**WRITTEN TASKS**:
**A.** In the news report on the Noos case, during which years did Urdangarin chair the Noos Institute?
**B.** Echo the stretch of the rows from the line containing "For the dataset, pick out the goose black" through the end of the rows, with both ends included.

**QUOTED TEXT**:
On Wednesday, Judge Jose Castro in Palma on the Mediterranean island of Mallorca summoned the 47-year-old duchess to testify as a suspect on April 27 in a case targeting her husband.

The anti-corruption prosecutor asked the judge to suspend the hearing until the provincial court had a chance to rule on its appeal.

A spokesman for the royal palace had expressed "surprise" over the judge's decision to summon Cristina, after declining to name her as a suspect in March 2012.

The royal family was in "complete agreement" with the prosecutor's decision to appeal the decision, he said when the summons was announced.

The case, which was opened at the end of 2011, is centred on allegations of embezzlement and influence peddling against Cristina's husband, former Olympic handball player Iñaki Urdangarin, and his former business partner Diego Torres.

The pair are suspected of overbilling regional governments to stage sports and tourism events, and then syphoning off money to the non-profit Noos Institute, which Urdangarin chaired from 2004 to 2006.

The Infanta Cristina — seventh in line to the Spanish throne — had seemed set to avoid being snared by the case.

But the judge said evidence, including emails provided to the court by her husband's former business partner, raised doubts that she really was unaware of the business operations of Noos.

Closing the case without hearing the duchess, who was a member of the Noos board, would "discredit the maxim that justice is equal for all", he said.

The duchess, who works as the director of social welfare programmes for the charitable foundation of Barcelona-based financial services group La Caixa, is accused of cooperating by allowing the lustre of her royalty to be used by Noos.

**MATERIAL SHOWN**:
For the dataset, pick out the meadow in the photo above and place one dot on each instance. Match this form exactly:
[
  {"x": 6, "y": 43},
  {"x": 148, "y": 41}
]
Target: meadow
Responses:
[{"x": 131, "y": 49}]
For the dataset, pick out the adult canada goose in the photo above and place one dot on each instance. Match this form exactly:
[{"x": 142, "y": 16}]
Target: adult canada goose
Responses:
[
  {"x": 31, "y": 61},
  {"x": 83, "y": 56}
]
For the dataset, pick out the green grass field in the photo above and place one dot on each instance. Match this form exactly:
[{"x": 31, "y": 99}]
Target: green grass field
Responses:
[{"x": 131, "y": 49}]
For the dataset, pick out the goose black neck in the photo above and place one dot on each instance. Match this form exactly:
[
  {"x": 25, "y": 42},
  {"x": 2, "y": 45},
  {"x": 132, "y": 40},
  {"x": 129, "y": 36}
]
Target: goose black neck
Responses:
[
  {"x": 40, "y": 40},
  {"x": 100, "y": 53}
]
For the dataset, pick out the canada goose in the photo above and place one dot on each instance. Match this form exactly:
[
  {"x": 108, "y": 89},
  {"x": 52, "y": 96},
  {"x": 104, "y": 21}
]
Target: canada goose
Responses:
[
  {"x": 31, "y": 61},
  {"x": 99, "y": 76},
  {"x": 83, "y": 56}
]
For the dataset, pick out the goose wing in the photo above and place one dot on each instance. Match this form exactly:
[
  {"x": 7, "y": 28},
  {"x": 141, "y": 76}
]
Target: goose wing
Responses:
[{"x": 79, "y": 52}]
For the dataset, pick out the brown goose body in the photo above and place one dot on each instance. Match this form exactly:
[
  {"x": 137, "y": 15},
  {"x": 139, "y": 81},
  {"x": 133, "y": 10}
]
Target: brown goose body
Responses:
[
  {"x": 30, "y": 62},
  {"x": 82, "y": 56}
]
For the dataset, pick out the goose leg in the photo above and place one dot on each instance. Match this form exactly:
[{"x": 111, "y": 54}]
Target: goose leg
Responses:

**RESULTS FOR EACH TASK**:
**A.** He chaired it from 2004 to 2006.

**B.**
For the dataset, pick out the goose black neck in the photo above and place one dot on each instance. Match this form exactly:
[
  {"x": 25, "y": 42},
  {"x": 2, "y": 45},
  {"x": 132, "y": 40},
  {"x": 129, "y": 36}
]
Target: goose black neck
Responses:
[
  {"x": 40, "y": 40},
  {"x": 100, "y": 53}
]
For the dataset, pick out the canada goose in the photo above and place one dot on each instance. Match this form exactly:
[
  {"x": 108, "y": 89},
  {"x": 52, "y": 96},
  {"x": 104, "y": 21}
]
Target: canada goose
Responses:
[
  {"x": 31, "y": 61},
  {"x": 99, "y": 76},
  {"x": 83, "y": 56}
]
For the dataset, pick out the goose wing in the photo above and place one dot on each instance. Match this form exactly:
[
  {"x": 7, "y": 28},
  {"x": 141, "y": 76}
]
Target: goose wing
Responses:
[{"x": 79, "y": 52}]
For the dataset, pick out the brown goose body in the photo above and place one dot on each instance. Match this form exactly:
[
  {"x": 137, "y": 15},
  {"x": 139, "y": 81},
  {"x": 133, "y": 10}
]
Target: brown goose body
Responses:
[
  {"x": 30, "y": 62},
  {"x": 82, "y": 56}
]
For the dataset, pick out the goose leg in the photo above and place one dot on each instance. Match this form exactly:
[{"x": 111, "y": 54}]
Target: goose leg
Responses:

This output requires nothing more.